When a line of the material has the word "grey" in it, copy that line.

##############################

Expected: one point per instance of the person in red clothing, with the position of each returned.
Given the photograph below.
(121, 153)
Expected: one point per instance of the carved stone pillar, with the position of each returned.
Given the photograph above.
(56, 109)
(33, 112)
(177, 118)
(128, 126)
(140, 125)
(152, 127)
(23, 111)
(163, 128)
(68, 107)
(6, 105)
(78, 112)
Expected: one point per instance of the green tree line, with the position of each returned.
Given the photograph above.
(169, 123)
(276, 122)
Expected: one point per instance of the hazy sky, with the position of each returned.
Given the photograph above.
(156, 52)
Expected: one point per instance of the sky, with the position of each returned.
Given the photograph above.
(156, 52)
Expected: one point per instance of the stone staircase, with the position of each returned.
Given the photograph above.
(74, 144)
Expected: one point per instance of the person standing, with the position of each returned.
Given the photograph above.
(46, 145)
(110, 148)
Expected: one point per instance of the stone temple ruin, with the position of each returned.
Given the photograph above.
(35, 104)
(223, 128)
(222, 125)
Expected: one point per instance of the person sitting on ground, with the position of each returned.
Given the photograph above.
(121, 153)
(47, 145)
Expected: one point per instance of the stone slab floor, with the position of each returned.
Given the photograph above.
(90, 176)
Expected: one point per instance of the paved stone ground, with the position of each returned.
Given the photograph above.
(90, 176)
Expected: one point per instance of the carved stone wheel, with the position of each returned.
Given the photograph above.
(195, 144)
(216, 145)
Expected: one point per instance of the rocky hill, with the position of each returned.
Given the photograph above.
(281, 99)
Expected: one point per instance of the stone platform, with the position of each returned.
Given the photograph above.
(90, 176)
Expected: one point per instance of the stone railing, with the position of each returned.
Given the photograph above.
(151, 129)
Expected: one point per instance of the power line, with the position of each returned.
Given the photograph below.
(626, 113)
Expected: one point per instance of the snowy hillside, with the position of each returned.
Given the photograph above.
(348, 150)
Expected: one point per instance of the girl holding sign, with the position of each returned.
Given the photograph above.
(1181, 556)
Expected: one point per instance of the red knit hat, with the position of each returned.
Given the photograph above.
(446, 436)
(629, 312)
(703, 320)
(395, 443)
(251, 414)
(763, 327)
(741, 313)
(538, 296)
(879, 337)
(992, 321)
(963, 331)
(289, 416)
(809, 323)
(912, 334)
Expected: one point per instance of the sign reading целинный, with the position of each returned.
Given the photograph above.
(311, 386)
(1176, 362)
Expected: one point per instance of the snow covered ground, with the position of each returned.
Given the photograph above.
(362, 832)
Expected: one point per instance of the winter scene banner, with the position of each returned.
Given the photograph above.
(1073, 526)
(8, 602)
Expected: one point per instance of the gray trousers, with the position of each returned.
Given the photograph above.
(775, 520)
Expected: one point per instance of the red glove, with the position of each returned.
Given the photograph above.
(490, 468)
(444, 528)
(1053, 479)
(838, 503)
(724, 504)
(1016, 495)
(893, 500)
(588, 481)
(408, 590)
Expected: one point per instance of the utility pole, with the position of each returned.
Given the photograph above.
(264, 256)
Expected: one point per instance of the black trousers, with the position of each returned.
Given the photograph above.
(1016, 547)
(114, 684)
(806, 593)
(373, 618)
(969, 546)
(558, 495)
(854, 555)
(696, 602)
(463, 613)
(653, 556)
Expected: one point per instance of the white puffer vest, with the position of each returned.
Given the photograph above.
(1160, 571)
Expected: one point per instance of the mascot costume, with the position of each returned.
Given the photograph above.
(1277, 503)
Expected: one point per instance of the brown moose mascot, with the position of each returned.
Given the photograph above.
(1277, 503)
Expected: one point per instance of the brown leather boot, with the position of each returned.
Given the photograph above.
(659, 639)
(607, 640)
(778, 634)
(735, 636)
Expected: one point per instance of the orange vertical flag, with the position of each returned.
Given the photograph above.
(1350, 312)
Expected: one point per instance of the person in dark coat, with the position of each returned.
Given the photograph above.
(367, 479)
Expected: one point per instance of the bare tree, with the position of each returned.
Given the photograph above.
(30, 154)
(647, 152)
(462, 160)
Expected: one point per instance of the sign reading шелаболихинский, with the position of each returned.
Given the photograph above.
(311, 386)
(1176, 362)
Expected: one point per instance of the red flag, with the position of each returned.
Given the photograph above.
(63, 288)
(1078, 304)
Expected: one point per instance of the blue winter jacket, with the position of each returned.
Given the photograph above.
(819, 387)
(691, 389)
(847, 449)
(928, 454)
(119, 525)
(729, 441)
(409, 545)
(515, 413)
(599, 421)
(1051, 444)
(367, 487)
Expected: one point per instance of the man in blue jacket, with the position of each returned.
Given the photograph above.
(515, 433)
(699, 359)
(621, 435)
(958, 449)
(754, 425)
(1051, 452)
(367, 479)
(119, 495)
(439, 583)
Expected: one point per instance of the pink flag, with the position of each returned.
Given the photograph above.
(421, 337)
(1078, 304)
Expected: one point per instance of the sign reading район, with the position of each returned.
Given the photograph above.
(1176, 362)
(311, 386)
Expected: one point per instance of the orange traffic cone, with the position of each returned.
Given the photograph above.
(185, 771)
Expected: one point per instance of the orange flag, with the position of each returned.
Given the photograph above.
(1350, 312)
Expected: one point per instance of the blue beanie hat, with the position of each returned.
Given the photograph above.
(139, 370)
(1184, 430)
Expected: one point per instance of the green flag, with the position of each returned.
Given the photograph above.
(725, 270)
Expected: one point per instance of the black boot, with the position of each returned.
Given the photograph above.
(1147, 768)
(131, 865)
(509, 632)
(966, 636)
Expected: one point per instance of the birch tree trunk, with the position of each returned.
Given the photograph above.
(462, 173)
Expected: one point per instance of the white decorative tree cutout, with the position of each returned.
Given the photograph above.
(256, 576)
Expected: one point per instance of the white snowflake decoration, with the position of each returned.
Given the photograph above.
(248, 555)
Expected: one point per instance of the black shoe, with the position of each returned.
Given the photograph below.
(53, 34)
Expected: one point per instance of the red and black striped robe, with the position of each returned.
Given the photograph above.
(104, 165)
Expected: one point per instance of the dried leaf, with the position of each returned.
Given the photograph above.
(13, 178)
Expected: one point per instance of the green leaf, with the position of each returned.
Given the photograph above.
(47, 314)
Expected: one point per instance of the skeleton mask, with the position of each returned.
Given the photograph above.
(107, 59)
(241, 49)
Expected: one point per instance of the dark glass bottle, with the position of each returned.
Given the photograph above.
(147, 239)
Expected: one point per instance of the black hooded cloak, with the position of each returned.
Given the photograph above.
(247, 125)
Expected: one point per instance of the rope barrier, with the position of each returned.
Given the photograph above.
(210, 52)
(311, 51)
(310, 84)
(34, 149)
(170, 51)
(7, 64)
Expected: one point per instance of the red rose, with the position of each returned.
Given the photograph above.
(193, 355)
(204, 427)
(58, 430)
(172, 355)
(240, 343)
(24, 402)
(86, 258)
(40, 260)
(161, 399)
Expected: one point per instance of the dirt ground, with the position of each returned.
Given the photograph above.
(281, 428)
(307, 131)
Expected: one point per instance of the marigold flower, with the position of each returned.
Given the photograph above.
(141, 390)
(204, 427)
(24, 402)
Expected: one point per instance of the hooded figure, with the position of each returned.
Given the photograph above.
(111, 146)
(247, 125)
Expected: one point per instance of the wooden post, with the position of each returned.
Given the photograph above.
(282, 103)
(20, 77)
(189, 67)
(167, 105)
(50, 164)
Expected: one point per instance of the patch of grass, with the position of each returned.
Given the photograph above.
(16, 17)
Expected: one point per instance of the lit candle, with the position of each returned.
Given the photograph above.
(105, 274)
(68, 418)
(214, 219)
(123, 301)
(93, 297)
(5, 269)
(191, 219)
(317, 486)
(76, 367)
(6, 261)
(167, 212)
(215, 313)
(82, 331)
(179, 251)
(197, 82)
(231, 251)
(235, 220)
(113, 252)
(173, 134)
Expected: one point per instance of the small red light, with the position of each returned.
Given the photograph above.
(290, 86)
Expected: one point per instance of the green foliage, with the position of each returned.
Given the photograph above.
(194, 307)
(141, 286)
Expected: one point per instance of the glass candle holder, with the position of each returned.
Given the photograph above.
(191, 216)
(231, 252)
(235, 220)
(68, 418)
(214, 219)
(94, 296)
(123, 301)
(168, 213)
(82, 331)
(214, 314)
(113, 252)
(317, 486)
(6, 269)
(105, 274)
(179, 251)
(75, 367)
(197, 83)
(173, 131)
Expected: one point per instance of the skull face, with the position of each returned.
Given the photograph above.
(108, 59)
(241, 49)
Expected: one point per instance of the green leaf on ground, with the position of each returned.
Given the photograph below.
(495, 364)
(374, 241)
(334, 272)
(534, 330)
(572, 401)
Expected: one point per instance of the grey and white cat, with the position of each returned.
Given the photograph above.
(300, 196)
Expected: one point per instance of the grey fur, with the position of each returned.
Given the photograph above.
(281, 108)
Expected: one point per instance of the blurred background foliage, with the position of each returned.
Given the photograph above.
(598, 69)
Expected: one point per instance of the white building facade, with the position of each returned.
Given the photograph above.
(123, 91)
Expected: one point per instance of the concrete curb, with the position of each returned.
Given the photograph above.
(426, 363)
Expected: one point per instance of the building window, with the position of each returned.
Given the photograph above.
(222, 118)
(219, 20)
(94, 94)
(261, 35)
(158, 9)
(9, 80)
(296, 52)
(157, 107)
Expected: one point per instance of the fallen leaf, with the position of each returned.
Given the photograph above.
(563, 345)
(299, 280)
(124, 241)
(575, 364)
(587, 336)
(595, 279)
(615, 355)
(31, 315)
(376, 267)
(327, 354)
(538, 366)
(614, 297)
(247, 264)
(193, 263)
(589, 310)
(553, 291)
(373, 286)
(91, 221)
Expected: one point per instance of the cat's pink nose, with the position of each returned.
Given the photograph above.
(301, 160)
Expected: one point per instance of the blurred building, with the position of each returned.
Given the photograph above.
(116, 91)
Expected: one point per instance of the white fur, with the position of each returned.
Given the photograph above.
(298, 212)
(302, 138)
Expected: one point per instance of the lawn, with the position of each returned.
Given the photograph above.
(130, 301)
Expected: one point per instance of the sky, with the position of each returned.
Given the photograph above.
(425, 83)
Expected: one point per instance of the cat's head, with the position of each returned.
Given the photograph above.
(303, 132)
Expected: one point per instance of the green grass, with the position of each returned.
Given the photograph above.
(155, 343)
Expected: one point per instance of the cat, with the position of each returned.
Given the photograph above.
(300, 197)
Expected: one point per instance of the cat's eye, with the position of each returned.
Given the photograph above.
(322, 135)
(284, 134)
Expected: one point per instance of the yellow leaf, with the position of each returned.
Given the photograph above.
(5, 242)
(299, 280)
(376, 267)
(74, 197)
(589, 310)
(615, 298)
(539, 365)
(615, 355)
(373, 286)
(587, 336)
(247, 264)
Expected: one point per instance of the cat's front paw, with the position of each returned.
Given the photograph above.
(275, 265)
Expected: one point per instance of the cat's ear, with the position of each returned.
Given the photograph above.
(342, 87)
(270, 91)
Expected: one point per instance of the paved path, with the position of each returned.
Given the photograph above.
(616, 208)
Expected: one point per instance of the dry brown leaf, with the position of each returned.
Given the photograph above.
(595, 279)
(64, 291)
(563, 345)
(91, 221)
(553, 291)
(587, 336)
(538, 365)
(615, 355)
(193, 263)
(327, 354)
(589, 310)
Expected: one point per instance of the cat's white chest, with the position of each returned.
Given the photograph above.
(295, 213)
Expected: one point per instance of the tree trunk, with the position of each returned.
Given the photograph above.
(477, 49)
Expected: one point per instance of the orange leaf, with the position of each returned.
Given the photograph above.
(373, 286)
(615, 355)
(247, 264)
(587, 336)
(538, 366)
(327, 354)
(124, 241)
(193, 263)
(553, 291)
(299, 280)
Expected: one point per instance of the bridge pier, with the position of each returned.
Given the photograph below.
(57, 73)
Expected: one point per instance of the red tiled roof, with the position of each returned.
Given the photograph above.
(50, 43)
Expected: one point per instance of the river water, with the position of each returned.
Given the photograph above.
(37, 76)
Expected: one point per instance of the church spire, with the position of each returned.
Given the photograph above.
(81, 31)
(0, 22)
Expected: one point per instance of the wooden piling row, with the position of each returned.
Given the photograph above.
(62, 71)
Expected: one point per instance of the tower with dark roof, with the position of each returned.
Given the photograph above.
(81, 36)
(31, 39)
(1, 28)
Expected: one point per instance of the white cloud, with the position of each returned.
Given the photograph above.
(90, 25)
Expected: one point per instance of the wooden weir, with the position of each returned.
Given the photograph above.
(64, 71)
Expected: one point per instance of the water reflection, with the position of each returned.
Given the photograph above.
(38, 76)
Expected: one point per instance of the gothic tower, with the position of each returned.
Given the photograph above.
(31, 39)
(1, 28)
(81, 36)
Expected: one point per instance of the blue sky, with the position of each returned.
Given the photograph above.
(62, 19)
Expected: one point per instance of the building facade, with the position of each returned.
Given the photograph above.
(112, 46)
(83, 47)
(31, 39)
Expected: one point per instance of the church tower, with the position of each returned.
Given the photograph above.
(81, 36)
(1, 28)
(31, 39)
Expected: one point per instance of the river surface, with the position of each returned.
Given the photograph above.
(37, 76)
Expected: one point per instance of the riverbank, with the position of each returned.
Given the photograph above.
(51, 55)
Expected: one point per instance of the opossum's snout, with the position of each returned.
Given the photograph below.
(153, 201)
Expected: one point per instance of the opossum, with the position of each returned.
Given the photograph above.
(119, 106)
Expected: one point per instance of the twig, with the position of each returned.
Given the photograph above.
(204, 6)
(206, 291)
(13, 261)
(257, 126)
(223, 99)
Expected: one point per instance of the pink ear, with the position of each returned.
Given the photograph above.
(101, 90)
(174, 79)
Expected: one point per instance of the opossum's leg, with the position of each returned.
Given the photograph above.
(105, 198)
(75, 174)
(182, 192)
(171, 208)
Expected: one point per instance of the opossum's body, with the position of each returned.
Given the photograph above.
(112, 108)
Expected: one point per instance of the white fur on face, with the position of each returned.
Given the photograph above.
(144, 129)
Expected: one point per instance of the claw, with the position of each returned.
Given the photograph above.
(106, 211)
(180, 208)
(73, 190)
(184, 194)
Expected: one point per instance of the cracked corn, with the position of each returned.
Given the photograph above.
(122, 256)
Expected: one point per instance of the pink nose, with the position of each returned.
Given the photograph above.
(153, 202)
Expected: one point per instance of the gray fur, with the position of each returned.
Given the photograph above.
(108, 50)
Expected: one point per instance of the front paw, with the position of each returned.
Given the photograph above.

##############################

## TASK ANSWER:
Expected: one point per instance of the grey and white cat, with the position of each returned.
Expected: one point per instance of the grey fur, with the position of each returned.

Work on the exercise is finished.